_Selected text_.
This question is almost a duplicate to the question Q, but I would like to prove it in a more personalised manner.
The fact, that the individual sets, say $A$ and $B$ are countable, as well as infinite, ensures the existence of some bijective function $f: \mathbb{N} \rightarrow A$ and $g: \mathbb{N} \rightarrow B$ .
Again, $A$ and $B$ being equipotent, there is some bijective function $h: A \rightarrow B$.
Now, consider their union (keeping in mind that they are disjoint). Define a map $\phi: \mathbb{N} \rightarrow A \cup B $ such that,
$\phi(n)= a_{n/2} $ when $n$ is even; $b_{n+1/ 2}$ when $n$ is odd [ $A=\{a_n\}$ and $B=\{b_n\}$ (enumerability permits this) ] Evidently, this mapping is a bijection.
Now, we consider the composition $f^{-1} \phi: A \rightarrow A \cup B$ and $g^{-1} \phi: B \rightarrow A \cup B$. Both of them are bijective. Furthermore, the equipotency between the sets $A$ and $B$ implies that their union is equipotent to either one of them.
We now use this to prove that $\mathbb{Q}$ and $\mathbb{Q}^+$ are of same cardinality.
We now split $\mathbb{Q}^*$ into $\mathbb{Q}^+$ and $\mathbb{Q}^-$ . Their elements are disjoint and both of them are equipotent. We use the previously proved proposition to deduce that $\mathbb{Q}^*$ is equipotent to $\mathbb{Q}^+$.
Is the above proof correct?
How do I extend the deduction to $\mathbb{Q}$ ?
Answer
I first want to note, that in your first comment where you suggest a bijection from $\{0/1,0/2,0/3,\dots\}$ is only correct if you regard $0/x$ as a syntactical object. If you refer to a classical fractional representation of a rational number, then $\{0/1,0/2,0/3,\dots\}=\{0\}$ which is most certainly not bijective with $\mathbb{N}$.
The proof that for countable disjoint $A,B$, there is a bijection between $A\cup B$ and $A,B$ respectively is fine. Let me add, that I think that the countable case is not really rich in terms of awaiting revelations, as a countable union of countable sets is again countable (as you showed for the case of a pair-union) and every countably infinite set is bijective with any other countably infinite set.

_Data entries_.
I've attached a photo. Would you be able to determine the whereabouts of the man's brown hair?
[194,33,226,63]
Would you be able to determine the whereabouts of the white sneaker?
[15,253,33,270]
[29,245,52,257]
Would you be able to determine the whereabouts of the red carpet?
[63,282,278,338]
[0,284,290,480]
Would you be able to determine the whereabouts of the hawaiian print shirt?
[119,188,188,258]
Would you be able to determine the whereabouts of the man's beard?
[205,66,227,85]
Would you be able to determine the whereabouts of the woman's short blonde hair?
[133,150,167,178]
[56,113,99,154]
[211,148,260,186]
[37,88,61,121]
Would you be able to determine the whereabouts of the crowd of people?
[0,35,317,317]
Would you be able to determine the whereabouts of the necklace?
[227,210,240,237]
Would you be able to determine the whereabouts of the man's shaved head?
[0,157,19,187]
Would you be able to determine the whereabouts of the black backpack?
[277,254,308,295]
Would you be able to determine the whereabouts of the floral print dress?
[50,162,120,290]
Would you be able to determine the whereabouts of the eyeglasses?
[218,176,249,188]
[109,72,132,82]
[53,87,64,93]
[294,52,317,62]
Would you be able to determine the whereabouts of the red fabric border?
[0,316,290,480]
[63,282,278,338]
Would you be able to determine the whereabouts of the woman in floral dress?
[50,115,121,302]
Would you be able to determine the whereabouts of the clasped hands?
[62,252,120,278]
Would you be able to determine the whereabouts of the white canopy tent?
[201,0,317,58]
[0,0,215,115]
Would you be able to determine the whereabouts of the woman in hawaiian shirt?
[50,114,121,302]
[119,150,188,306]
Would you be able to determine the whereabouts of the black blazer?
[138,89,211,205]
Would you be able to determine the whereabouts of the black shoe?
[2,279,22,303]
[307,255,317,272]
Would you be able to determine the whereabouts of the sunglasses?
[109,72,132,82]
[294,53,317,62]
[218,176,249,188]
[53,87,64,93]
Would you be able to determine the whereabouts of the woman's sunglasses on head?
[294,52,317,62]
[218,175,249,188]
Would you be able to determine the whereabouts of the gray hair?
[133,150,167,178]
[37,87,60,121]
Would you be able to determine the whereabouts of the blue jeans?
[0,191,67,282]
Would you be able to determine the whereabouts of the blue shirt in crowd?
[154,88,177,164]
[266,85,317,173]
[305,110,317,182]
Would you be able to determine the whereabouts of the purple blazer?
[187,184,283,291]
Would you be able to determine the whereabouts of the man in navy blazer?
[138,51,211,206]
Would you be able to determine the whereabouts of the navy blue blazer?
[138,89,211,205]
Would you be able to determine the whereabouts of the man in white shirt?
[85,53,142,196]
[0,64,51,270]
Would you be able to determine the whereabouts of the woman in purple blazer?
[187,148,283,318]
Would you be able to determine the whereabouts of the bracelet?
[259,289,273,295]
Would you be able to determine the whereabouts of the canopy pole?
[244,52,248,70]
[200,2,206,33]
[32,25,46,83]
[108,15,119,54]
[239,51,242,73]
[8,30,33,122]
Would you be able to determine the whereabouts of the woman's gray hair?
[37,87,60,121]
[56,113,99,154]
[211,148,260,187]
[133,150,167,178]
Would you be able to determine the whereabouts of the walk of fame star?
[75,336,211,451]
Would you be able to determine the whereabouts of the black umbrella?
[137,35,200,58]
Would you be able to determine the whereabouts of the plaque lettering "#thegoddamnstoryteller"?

_Exercise details_. From the thread above on countable disjoint unions, list every map it gives with an explicit domain and codomain (written as name: X → Y), each with that domain and codomain.

_Answer for the task_.
- $f: \mathbb{N} \rightarrow A$
- $g: \mathbb{N} \rightarrow B$
- $h: A \rightarrow B$
- $\phi: \mathbb{N} \rightarrow A \cup B$
- $f^{-1} \phi: A \rightarrow A \cup B$
- $g^{-1} \phi: B \rightarrow A \cup B$